**Point-per-instance localization data**
• • •

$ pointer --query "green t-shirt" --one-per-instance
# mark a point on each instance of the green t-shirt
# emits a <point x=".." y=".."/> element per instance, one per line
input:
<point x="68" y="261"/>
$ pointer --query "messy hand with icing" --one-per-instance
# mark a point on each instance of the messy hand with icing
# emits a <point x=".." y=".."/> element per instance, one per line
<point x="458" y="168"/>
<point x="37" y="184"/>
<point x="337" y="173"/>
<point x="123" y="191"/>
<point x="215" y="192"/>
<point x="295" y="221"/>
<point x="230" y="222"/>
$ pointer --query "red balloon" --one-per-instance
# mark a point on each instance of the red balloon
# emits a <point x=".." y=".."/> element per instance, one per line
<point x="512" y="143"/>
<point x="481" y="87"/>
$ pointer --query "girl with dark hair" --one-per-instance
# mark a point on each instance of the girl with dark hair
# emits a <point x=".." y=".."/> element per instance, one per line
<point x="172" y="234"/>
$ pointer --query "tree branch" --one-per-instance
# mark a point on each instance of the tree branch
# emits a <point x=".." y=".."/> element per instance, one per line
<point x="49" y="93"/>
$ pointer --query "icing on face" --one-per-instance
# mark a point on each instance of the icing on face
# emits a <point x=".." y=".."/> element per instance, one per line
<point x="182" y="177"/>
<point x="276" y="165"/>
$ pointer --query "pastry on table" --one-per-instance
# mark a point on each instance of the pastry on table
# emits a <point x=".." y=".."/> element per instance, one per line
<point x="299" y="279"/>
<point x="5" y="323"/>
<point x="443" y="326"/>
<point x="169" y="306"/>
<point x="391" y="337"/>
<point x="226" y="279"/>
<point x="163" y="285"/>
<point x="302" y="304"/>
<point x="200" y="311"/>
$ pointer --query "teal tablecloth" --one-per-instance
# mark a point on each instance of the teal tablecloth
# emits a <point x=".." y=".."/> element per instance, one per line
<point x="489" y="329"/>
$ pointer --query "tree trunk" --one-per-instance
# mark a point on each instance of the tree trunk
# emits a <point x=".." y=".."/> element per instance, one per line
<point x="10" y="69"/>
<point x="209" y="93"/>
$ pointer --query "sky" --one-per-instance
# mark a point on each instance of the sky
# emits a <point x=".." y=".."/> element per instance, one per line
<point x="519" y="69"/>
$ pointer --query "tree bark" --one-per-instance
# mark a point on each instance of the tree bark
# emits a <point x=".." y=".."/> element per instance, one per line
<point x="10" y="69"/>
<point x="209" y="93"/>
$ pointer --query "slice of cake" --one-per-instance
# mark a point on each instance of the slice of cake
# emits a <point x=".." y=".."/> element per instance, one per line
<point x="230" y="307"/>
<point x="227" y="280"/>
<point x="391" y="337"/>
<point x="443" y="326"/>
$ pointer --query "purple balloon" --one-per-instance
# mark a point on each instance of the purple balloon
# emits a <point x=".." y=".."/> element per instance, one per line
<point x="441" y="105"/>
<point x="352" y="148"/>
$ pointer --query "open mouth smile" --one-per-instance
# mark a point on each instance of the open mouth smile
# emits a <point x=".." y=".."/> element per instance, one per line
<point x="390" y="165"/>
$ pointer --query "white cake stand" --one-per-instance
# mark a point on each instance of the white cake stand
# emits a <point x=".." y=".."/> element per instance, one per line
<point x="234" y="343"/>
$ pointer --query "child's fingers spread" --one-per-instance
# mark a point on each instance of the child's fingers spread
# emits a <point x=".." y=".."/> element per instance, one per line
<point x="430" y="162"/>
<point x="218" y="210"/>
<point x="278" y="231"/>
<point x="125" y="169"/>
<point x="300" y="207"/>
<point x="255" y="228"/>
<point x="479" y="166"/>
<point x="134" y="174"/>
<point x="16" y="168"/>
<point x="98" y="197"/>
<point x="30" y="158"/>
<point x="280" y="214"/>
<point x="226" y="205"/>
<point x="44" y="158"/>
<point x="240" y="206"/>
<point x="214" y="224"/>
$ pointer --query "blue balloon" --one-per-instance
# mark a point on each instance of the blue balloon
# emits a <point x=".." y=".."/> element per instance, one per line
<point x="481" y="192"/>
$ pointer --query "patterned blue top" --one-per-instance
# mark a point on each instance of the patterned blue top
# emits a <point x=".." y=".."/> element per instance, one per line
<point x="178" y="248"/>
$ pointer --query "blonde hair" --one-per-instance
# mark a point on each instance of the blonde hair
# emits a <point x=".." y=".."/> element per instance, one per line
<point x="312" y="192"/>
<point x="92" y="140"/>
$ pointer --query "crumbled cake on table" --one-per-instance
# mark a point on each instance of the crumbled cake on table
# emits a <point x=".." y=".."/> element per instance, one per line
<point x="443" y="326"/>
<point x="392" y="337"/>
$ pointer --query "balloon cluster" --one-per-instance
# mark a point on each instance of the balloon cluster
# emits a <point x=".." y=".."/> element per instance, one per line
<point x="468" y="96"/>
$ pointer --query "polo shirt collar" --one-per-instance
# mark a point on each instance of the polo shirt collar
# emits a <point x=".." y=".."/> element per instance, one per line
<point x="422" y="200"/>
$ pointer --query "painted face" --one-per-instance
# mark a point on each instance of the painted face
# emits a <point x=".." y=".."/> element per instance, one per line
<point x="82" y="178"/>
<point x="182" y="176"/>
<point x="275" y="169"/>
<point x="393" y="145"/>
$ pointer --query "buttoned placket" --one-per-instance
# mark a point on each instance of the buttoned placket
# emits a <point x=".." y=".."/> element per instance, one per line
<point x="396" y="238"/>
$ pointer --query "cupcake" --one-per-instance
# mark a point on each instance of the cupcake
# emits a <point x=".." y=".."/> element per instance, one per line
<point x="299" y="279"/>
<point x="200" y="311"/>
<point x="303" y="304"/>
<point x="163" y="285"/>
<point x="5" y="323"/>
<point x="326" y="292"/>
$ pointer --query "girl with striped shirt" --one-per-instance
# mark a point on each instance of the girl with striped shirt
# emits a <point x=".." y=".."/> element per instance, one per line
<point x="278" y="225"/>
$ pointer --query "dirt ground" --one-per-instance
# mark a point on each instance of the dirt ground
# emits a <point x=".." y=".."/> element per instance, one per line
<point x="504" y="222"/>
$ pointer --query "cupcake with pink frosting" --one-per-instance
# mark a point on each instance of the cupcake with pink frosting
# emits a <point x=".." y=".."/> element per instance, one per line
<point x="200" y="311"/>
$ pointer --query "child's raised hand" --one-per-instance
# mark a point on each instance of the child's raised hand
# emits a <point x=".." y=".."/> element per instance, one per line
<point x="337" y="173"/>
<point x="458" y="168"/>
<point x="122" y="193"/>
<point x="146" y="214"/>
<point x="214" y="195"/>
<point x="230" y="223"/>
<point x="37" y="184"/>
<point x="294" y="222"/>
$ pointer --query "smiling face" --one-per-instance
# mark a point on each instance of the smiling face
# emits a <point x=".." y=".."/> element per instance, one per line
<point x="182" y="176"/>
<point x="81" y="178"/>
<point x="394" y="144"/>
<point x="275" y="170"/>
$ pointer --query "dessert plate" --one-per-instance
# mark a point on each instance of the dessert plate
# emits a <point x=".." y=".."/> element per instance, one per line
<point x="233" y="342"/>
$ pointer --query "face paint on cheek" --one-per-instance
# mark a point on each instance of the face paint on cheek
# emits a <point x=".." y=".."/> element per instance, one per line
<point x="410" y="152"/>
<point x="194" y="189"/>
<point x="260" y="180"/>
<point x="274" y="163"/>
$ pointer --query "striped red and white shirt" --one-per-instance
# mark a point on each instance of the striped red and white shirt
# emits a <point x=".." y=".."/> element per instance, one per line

• • •

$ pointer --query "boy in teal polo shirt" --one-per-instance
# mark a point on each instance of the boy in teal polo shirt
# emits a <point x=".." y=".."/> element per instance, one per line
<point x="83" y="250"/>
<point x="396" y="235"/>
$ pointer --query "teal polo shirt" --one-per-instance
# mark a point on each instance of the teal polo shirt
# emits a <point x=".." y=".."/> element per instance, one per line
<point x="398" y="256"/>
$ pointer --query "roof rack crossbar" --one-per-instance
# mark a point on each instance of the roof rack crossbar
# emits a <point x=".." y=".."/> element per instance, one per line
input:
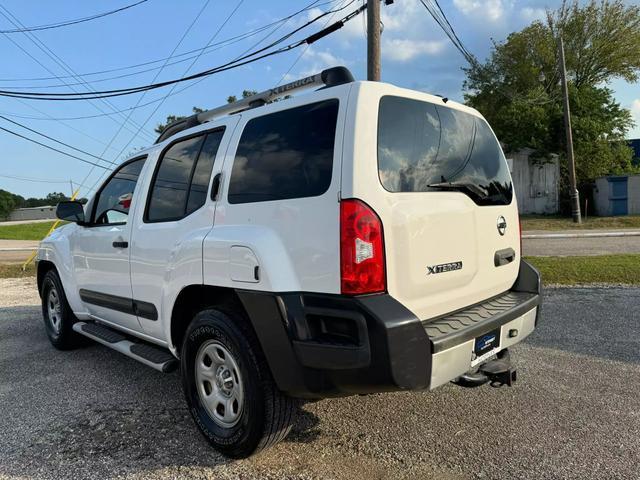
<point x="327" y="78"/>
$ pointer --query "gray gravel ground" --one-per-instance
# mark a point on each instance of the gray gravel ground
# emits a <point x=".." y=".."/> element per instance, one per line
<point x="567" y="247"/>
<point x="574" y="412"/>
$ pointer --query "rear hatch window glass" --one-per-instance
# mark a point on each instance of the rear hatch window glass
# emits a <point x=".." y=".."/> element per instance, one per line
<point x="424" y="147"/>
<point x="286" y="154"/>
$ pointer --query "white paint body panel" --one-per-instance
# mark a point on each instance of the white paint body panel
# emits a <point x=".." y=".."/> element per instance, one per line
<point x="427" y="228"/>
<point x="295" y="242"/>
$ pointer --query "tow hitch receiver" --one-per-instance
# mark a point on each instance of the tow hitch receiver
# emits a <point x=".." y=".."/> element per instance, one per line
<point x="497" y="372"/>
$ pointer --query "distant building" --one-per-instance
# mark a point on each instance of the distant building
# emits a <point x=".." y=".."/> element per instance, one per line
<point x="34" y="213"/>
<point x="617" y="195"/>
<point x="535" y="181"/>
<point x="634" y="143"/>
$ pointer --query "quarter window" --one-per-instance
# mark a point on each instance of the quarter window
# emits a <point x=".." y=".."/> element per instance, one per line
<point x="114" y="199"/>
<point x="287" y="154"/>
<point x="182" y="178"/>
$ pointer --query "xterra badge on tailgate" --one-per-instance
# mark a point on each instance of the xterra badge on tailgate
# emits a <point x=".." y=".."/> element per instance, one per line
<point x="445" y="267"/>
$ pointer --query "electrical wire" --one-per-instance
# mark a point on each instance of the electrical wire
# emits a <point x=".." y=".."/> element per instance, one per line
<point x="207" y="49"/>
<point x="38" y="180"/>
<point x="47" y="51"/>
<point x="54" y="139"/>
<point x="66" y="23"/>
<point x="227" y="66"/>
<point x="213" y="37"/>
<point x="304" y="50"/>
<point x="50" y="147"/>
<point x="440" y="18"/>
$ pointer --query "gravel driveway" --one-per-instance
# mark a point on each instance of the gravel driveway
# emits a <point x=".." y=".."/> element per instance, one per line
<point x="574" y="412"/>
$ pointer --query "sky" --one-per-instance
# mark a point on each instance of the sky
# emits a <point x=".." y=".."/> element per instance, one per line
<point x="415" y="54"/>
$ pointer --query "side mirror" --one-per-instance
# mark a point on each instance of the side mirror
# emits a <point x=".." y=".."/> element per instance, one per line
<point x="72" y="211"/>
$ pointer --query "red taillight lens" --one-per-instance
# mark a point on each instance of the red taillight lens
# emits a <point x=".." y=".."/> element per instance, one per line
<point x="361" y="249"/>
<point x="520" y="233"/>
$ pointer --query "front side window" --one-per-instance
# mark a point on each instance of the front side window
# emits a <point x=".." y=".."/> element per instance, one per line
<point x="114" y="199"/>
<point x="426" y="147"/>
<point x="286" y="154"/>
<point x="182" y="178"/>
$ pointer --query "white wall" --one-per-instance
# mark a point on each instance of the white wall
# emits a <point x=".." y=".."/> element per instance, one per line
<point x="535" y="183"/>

• • •

**What is required**
Wherever the string "tailgate" appears in the records above, copy the line it sits in.

**Result of this exercise**
$ pointer --query "xterra badge on tailgate" --one-per-instance
# mark a point on each instance of the xterra badge on tailgate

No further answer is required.